EXERCISE INSTRUCTIONS: Give the number of lines containing "pink" in this listing, with no other words.

DATA:
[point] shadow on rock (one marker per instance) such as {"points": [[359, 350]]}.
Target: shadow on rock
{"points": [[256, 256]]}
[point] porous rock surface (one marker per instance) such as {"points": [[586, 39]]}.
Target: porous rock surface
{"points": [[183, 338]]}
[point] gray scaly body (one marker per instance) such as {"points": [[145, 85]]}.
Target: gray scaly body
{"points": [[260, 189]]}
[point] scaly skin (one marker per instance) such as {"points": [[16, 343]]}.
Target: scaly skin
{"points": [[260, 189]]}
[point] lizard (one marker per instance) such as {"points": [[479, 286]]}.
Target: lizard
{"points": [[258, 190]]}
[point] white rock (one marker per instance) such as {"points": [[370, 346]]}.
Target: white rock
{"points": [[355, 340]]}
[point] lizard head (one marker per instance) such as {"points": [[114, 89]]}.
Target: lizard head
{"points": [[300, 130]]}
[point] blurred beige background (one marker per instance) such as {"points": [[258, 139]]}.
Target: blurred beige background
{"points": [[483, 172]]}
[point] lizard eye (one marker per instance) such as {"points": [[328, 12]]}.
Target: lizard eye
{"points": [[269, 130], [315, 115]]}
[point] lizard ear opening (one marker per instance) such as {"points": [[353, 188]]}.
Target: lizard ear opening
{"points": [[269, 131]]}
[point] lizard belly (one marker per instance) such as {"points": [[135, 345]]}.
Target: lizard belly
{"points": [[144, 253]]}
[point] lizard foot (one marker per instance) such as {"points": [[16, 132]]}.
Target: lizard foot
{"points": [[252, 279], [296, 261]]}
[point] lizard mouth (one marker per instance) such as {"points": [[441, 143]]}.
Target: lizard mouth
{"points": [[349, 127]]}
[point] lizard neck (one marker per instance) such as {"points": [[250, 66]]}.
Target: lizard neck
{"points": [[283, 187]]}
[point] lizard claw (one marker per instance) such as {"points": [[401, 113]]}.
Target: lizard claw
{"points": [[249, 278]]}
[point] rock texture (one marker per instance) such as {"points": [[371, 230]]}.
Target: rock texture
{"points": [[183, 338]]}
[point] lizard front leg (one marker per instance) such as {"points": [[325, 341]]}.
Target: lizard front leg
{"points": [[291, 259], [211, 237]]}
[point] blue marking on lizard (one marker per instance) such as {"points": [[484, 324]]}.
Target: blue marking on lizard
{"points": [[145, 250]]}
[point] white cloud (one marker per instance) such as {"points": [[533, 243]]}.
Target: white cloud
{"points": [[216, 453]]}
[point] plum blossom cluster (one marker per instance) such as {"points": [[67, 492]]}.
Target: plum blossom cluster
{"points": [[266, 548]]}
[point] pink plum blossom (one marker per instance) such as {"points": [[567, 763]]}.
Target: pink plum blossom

SOLUTION TO THIS EXERCISE: 2